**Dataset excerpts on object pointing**

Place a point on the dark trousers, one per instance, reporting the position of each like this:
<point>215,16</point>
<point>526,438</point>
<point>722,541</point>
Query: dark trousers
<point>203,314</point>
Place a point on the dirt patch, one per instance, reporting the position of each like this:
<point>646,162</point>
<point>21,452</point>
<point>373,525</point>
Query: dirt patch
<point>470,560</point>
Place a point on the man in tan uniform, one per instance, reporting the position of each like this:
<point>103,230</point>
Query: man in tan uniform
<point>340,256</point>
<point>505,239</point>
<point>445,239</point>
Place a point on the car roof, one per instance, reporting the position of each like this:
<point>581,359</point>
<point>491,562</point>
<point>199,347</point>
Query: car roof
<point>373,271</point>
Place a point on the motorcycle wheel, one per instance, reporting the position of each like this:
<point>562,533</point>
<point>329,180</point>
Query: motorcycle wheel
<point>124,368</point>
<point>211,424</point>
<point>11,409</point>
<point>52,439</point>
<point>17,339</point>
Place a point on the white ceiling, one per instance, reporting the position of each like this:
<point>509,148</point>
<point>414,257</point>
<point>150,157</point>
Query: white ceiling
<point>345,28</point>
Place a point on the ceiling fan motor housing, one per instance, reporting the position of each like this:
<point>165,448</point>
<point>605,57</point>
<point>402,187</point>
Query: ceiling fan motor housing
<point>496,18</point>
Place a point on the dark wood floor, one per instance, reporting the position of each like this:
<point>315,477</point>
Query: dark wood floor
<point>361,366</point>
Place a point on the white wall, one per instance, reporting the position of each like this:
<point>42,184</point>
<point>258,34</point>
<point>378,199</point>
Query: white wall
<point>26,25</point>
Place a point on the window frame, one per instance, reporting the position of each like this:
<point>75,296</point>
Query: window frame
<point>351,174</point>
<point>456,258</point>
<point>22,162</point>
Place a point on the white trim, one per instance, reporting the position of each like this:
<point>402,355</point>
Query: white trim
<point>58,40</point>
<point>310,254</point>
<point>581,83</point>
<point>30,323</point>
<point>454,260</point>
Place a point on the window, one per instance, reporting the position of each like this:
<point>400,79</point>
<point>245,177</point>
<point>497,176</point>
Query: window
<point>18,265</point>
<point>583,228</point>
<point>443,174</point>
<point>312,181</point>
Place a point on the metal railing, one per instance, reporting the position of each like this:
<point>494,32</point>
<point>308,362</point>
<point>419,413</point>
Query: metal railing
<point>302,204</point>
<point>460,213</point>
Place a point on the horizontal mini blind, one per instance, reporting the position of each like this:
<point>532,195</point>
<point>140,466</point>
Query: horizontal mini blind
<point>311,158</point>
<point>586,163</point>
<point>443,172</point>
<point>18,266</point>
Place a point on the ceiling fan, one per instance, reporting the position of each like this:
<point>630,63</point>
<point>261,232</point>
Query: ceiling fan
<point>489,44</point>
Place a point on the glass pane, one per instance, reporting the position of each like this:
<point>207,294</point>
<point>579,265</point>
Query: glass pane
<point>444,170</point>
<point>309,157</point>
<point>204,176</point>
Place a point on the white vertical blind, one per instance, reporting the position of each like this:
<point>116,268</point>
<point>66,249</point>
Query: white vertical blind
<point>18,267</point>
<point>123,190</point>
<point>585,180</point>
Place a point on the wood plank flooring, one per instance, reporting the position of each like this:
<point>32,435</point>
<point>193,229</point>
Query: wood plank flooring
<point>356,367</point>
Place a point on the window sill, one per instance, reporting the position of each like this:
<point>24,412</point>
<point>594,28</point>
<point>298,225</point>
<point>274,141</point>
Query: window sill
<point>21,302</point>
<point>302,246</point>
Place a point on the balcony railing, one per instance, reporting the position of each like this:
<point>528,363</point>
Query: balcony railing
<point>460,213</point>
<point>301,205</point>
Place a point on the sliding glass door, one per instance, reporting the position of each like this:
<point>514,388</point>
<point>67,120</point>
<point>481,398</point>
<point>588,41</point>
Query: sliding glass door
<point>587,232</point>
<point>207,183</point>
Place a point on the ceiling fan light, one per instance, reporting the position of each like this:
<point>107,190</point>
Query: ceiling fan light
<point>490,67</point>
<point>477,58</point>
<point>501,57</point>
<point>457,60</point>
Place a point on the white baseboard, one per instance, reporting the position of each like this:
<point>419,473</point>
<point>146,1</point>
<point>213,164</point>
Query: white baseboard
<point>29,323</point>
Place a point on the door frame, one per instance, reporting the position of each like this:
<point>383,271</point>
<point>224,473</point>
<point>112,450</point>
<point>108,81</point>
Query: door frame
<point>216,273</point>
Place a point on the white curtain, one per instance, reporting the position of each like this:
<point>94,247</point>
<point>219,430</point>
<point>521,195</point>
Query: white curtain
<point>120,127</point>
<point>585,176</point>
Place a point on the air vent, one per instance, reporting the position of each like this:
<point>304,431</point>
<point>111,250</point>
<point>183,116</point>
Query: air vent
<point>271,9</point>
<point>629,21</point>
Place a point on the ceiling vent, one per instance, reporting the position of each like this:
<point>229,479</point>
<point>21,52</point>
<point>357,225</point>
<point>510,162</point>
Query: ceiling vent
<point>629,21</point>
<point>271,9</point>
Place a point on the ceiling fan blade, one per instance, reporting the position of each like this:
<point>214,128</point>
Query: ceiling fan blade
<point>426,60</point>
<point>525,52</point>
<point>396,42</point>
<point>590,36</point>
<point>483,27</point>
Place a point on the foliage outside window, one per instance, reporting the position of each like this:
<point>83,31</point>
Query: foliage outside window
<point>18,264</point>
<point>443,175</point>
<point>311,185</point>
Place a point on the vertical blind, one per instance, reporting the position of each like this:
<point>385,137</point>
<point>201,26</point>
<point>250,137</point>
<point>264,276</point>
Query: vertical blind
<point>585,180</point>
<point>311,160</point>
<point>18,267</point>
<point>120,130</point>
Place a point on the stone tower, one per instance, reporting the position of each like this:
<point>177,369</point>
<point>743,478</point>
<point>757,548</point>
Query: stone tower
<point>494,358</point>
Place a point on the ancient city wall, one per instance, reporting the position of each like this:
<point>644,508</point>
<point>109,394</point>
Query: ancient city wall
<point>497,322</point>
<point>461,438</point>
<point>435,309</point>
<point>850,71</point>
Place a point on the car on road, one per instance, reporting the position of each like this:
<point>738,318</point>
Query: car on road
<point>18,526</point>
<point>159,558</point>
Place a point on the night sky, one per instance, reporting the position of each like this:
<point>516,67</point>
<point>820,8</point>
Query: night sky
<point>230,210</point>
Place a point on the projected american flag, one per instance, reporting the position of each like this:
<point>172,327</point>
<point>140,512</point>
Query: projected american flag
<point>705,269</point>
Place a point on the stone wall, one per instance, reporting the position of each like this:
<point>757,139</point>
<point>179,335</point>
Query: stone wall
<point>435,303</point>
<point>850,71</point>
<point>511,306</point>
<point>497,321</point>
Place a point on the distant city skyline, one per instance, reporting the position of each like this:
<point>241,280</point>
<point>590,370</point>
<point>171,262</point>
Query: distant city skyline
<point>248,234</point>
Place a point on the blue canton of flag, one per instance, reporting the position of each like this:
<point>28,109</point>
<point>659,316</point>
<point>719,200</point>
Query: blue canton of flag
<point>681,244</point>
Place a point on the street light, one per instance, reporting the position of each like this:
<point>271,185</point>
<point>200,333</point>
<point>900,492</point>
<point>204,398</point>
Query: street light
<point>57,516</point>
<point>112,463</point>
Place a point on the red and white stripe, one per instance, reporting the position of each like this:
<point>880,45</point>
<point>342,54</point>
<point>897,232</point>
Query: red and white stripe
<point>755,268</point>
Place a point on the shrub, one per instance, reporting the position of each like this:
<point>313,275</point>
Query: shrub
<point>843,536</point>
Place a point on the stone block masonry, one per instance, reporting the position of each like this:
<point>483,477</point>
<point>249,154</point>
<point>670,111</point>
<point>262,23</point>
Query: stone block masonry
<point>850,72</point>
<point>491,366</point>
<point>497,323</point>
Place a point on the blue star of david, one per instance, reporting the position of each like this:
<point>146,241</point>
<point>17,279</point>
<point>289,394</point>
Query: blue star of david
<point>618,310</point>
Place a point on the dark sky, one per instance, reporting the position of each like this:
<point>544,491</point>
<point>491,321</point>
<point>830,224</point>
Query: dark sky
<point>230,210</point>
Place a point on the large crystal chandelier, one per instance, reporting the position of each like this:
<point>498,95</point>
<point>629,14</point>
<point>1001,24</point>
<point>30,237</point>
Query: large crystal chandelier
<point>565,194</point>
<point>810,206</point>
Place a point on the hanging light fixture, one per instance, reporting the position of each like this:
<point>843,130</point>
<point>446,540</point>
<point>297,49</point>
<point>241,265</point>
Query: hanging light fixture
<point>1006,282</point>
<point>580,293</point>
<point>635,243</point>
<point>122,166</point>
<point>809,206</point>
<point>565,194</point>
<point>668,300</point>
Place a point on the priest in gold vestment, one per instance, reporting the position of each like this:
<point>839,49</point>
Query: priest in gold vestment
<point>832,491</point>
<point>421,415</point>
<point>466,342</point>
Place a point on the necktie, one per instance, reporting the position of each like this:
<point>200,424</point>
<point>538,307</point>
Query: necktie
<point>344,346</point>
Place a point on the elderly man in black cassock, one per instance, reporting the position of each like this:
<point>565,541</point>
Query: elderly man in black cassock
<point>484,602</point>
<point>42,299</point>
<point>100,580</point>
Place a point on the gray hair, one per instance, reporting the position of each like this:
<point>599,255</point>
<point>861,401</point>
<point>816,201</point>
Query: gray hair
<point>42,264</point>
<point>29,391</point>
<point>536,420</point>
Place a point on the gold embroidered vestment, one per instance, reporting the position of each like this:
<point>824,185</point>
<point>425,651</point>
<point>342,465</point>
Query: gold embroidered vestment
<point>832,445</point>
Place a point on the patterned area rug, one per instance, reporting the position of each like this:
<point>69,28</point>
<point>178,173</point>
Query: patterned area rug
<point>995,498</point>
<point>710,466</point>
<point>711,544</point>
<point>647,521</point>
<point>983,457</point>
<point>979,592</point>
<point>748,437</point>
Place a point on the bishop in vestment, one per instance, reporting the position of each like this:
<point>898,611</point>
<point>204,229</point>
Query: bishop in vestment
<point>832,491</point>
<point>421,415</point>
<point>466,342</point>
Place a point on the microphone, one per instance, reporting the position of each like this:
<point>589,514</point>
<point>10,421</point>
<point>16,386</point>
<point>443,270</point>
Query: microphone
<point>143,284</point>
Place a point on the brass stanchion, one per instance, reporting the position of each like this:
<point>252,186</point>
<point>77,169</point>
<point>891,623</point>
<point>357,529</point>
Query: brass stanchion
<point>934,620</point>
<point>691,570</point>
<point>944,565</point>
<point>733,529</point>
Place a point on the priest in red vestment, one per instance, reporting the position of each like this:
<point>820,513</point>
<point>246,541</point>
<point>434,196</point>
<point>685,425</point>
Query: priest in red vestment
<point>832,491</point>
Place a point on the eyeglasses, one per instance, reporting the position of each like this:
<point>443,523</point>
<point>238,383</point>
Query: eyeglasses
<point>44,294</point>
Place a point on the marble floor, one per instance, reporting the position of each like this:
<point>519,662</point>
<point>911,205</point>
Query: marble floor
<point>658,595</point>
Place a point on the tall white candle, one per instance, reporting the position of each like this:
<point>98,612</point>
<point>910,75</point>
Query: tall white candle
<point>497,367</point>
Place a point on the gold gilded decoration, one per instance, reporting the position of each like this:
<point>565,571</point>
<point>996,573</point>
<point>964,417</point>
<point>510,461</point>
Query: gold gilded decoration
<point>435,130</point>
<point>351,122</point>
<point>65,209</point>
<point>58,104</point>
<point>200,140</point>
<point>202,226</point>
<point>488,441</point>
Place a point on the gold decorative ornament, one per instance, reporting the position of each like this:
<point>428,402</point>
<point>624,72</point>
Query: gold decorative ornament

**REQUEST**
Write out every line from the line with "Place a point on the microphone, one" to the line with "<point>44,294</point>", shifting each coordinate in the answers by adding 148. Leave the sample points that illustrate the format unchanged.

**REPLY TO THE EXERCISE**
Place a point on the microphone, one per instance, reporting the position of each like this:
<point>589,514</point>
<point>10,421</point>
<point>16,386</point>
<point>443,270</point>
Query: microphone
<point>291,432</point>
Place a point on the brass stanchion, one per instance, reporting the position of each like this:
<point>252,186</point>
<point>77,169</point>
<point>891,623</point>
<point>357,529</point>
Query: brass stanchion
<point>1082,768</point>
<point>839,718</point>
<point>1092,713</point>
<point>881,677</point>
Place a point on the priest in red vestment, one per instance, reporting the position of each like this:
<point>820,513</point>
<point>246,541</point>
<point>434,196</point>
<point>685,425</point>
Query: priest in red vestment
<point>980,639</point>
Place a point on the eyeglasses, one per instance, reporting the position of each like this:
<point>443,523</point>
<point>238,383</point>
Query: eyeglasses
<point>192,442</point>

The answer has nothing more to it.